→ **The task**: The expected output is the data below, restated word for word.

Referring expression data:
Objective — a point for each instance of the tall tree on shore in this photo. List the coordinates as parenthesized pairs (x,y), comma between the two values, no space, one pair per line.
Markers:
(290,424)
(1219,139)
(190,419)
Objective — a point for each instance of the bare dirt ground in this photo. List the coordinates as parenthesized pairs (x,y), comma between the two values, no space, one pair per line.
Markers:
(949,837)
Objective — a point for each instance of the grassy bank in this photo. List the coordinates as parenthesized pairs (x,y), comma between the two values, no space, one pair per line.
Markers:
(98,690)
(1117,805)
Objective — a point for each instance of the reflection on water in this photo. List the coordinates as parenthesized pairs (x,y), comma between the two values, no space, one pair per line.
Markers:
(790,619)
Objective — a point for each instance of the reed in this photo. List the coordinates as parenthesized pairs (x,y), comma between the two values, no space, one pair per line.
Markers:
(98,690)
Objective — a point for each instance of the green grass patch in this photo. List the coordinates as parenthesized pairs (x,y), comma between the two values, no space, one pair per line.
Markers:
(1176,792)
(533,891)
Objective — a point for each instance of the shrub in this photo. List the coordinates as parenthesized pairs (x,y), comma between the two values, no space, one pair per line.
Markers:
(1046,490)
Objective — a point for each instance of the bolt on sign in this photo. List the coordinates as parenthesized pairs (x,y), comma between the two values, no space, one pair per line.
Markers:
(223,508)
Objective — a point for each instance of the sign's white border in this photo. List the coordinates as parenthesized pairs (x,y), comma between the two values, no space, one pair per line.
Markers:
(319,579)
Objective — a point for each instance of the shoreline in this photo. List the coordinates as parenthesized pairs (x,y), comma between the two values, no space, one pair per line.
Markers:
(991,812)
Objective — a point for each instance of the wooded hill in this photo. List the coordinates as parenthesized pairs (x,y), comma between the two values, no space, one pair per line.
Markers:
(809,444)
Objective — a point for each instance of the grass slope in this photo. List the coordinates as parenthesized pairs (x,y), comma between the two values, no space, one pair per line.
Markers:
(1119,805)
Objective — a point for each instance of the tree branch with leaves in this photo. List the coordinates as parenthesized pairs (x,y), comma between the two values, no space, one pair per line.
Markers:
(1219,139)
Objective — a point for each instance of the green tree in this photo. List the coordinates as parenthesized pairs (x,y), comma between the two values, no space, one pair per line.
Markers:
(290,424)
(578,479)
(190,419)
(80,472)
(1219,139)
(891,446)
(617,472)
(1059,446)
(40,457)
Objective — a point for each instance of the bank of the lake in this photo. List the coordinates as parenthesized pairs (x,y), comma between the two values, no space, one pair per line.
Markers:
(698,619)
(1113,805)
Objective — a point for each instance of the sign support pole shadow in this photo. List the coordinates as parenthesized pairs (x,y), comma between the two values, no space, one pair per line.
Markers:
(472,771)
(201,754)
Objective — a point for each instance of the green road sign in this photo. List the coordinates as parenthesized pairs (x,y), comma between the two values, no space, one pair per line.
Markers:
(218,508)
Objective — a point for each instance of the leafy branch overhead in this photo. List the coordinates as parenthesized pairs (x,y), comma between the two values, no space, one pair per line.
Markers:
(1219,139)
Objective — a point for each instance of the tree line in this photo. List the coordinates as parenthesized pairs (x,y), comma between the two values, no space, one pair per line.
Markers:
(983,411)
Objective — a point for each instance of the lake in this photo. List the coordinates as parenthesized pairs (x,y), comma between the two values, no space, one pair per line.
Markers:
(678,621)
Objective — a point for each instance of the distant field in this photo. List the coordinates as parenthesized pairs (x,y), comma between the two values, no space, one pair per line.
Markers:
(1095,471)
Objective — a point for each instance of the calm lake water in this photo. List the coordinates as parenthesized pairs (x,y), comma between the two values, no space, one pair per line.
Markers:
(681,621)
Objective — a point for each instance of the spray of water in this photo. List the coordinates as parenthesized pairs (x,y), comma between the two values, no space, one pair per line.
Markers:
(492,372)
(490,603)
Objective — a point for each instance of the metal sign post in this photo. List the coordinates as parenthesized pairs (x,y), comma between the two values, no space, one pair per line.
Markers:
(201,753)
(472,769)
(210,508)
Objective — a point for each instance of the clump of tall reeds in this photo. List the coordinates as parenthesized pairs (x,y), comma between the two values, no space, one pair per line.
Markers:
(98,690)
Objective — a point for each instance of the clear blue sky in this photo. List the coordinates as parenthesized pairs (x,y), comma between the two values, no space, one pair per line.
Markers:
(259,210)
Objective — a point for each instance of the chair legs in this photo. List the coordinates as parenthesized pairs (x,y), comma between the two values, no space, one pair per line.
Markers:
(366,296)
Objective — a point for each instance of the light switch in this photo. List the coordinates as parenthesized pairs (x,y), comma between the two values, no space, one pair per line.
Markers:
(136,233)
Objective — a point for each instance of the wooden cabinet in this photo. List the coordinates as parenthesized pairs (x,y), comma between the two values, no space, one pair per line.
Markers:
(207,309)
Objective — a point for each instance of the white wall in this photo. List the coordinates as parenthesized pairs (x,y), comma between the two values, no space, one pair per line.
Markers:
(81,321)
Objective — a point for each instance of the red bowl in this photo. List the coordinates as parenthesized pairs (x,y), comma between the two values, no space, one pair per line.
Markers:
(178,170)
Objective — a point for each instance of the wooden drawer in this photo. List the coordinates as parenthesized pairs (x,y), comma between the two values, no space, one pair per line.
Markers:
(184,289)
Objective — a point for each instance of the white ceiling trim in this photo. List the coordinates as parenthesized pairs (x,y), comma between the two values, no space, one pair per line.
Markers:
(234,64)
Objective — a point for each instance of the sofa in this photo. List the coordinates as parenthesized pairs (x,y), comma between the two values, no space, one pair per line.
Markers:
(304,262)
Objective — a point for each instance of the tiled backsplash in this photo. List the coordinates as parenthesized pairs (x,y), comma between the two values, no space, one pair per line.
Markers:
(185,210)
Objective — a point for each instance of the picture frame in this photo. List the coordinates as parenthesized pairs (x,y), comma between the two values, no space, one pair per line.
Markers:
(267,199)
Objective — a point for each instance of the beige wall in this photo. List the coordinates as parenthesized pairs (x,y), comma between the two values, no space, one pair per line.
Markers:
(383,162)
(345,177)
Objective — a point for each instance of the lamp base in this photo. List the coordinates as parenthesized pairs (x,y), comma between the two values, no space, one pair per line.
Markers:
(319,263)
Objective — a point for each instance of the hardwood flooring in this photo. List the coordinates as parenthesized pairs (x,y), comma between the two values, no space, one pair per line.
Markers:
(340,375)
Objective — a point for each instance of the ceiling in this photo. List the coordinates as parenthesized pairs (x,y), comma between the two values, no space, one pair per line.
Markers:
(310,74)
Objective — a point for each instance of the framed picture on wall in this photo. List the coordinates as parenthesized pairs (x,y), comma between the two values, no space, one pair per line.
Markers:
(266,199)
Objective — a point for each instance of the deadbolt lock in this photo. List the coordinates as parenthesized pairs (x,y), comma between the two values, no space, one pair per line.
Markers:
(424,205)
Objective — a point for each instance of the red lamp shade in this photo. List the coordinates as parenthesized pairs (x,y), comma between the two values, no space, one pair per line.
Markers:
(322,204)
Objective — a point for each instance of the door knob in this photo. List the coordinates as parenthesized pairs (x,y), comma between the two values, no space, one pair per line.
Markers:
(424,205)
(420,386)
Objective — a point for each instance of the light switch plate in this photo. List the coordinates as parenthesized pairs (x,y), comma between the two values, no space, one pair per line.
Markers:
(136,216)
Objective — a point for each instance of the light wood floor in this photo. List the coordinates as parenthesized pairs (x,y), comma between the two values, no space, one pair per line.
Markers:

→ **Response**:
Objective — a point for each instance of the tall tree on shore in this photo. List the coordinates as parenthesized pairs (x,y), comma between the two values, no space, one pair per line.
Markers:
(290,424)
(1219,139)
(190,419)
Objective — a point for each instance of the bare dirt ground in this photo. List the coordinates as parenthesized pairs (x,y), comma between the two values, no space, one pair per line.
Markers:
(949,837)
Objective — a point for each instance of the grassy bank in this photo. List the coordinates as parenthesized pairs (x,y), comma between the two values, no space, one pair per line.
Markers:
(98,690)
(1117,805)
Objective — a point for each instance of the reflection on water in this photo. List the coordinates as parenthesized pairs (x,y), comma between the two values, no space, one pair per line.
Markers:
(790,619)
Objective — a point for each instance of the reed in this photo. List the coordinates as parenthesized pairs (x,y), comma between the two values, no space, one pair per line.
Markers:
(98,690)
Objective — a point for each instance of the green grass patch in this photo. List the coordinates as parenthesized pairs (x,y), comma between the two values, no space, one pair per line.
Markers:
(1176,792)
(533,891)
Objective — a point for each instance of the shrub in this photo. List the coordinates as parenthesized pairs (x,y), comma between the two values, no space, one pair per line.
Markers:
(1046,490)
Objective — a point for each instance of the bolt on sign in this photo. List the coordinates as parenthesized pairs (x,y), comma between the two values, no space, one pair per line.
Markers:
(223,508)
Objective — a point for each instance of the sign's white border in this photo. List the coordinates as parenthesized pairs (x,y), comma between the two values, no space, one pair per line.
Markers:
(319,579)
Objective — a point for each instance of the shoreline in this photo. List the coordinates as parenthesized pairs (x,y), comma between the two values, no space, one pair per line.
Markers:
(991,812)
Objective — a point for each instance of the wooded hill in this photo. List the coordinates as parenthesized pairs (x,y), comma between the two values, no space, one pair per line.
Markers:
(809,444)
Objective — a point for each instance of the grass slope in this photo. List the coordinates as parenthesized pairs (x,y), comma between the two values, no space, one pair per line.
Markers:
(1119,805)
Objective — a point for each instance of the tree branch with leaves in this photo. List the coordinates as parenthesized pairs (x,y), comma between the two values, no space, one pair per line.
Markers:
(1219,139)
Objective — a point for each instance of the green tree in this photo. List the coordinates as parenthesized pairs (x,y), comma between the two values, no space, one pair per line.
Markers:
(290,424)
(578,479)
(190,419)
(80,472)
(1219,139)
(891,446)
(617,472)
(1059,446)
(40,457)
Objective — a point for each instance of the bank of the lake in this photo. List the coordinates as parenthesized pairs (x,y), comma between the two values, no space, one pair per line.
Markers:
(698,619)
(1113,805)
Objective — a point for each instance of the sign support pole shadow in this photo. List the coordinates as parenthesized pairs (x,y), comma between the two values, no space, one pair per line.
Markers:
(472,771)
(201,754)
Objective — a point for each instance of the green road sign in this photo. List the coordinates as parenthesized pairs (x,y), comma between the two values, no space, one pair per line.
Markers:
(218,508)
Objective — a point for each instance of the leafy branch overhead in this photo. List the coordinates as parenthesized pairs (x,y), comma between the two values, no space, one pair per line.
Markers:
(1219,139)
Objective — a point for each instance of the tree line in this photo. List the coordinates as parenthesized pairs (x,y), comma between the two values, no space, one pair per line.
Markers:
(983,411)
Objective — a point for each instance of the lake in this photo. List the coordinates as parenthesized pairs (x,y), comma between the two values, no space, one pair per line.
Markers:
(678,621)
Objective — a point for each instance of the distant field in this photo. List the coordinates as parenthesized pairs (x,y), comma between the two values, no space, one pair per line.
Markers:
(1095,471)
Objective — a point for each instance of the calm lake water in this photo. List the coordinates as parenthesized pairs (x,y), comma between the two values, no space, one pair per line.
Markers:
(681,621)
Objective — a point for each instance of the spray of water in this photo. List the coordinates as parenthesized pairs (x,y), comma between the two values, no space, one pair per line.
Markers:
(492,372)
(490,603)
Objective — a point for each instance of the metal sign post in this photo. List the coordinates as parenthesized pairs (x,y), comma between the two values, no space, one pair per line.
Markers:
(201,753)
(472,769)
(210,508)
Objective — a point for each instance of the clump of tall reeds in this photo. List the coordinates as parenthesized pairs (x,y), comma between the two values, no space, one pair per line.
Markers:
(98,690)
Objective — a point for each instance of the clear blue sky in this photo. List the coordinates as parenthesized pairs (x,y), comma between the two values, no space, one pair per line.
Markers:
(259,210)
Objective — a point for each instance of the chair legs in this photo. List the coordinates as parenthesized pairs (x,y), comma between the two values, no space, one pair per line.
Markers:
(366,296)
Objective — a point for each instance of the light switch in this photo. List the coordinates as parenthesized pairs (x,y), comma between the two values, no space, one pair per line.
Markers:
(136,233)
Objective — a point for each instance of the wooden cabinet in this photo. List the coordinates as parenthesized pairs (x,y), comma between the two values, no space, one pair per line.
Markers:
(207,309)
Objective — a point for each instance of the white wall in this photo. List the coordinates as parenthesized pairs (x,y), comma between the two values, no space, one pair per line.
Markers:
(81,321)
Objective — a point for each instance of the red bowl in this photo. List the coordinates as parenthesized pairs (x,y), comma between the two values, no space, one pair per line.
Markers:
(178,170)
Objective — a point for each instance of the wooden drawer in this photo. List the coordinates as parenthesized pairs (x,y), comma between the two values, no space, one pair per line.
Markers:
(184,289)
Objective — a point for each instance of the white ceiling trim in this photo. List the coordinates as parenthesized pairs (x,y), comma between the two values, no space, one pair per line.
Markers:
(234,64)
Objective — a point for each instance of the sofa in this photo. List the coordinates as parenthesized pairs (x,y), comma between the two values, no space, one pair per line.
Markers:
(304,262)
Objective — a point for each instance of the tiled backsplash in this photo. List the coordinates as parenthesized pairs (x,y), comma between the two values, no space, one pair per line.
Markers:
(185,210)
Objective — a point for each instance of the picture frame in this photo. List the coordinates as parenthesized pairs (x,y), comma between the two values, no space, one pair per line.
Markers:
(267,199)
Objective — a point for each instance of the beige wall in this photo. List the coordinates as parenthesized pairs (x,y), comma between the two values, no space, one pair per line.
Markers:
(383,162)
(345,177)
Objective — a point for each instance of the lamp base in this photo. List the coordinates as parenthesized pairs (x,y), comma between the two values, no space, one pair per line.
Markers:
(319,263)
Objective — a point for each instance of the hardwood flooring in this photo. List the coordinates as parenthesized pairs (x,y), comma between the two values, no space, one pair per line.
Markers:
(340,375)
Objective — a point for each instance of the ceiling in this photo. List the coordinates as parenthesized pairs (x,y), comma between the two values, no space, one pair per line.
Markers:
(310,74)
Objective — a point for each instance of the framed picture on wall in this photo. List the coordinates as parenthesized pairs (x,y), comma between the two values, no space, one pair per line.
Markers:
(266,199)
Objective — a point for each instance of the deadbolt lock in this photo. List the coordinates as parenthesized pairs (x,y), comma between the two values, no space, one pair per line.
Markers:
(424,205)
Objective — a point for each instance of the red lamp shade in this photo. List the coordinates as parenthesized pairs (x,y), comma between the two values, no space, one pair per line.
Markers:
(322,204)
Objective — a point for each instance of the door knob in this photo. List the coordinates as parenthesized pairs (x,y), comma between the two values, no space, one pair per line.
Markers:
(424,205)
(420,386)
Objective — a point for each instance of the light switch plate in this photo. List the coordinates as parenthesized pairs (x,y), comma between the two values, no space, one pair per line.
Markers:
(136,216)
Objective — a point for each instance of the light wood floor in this photo. List the coordinates as parenthesized pairs (x,y), comma between the two values, no space, one pair per line.
Markers:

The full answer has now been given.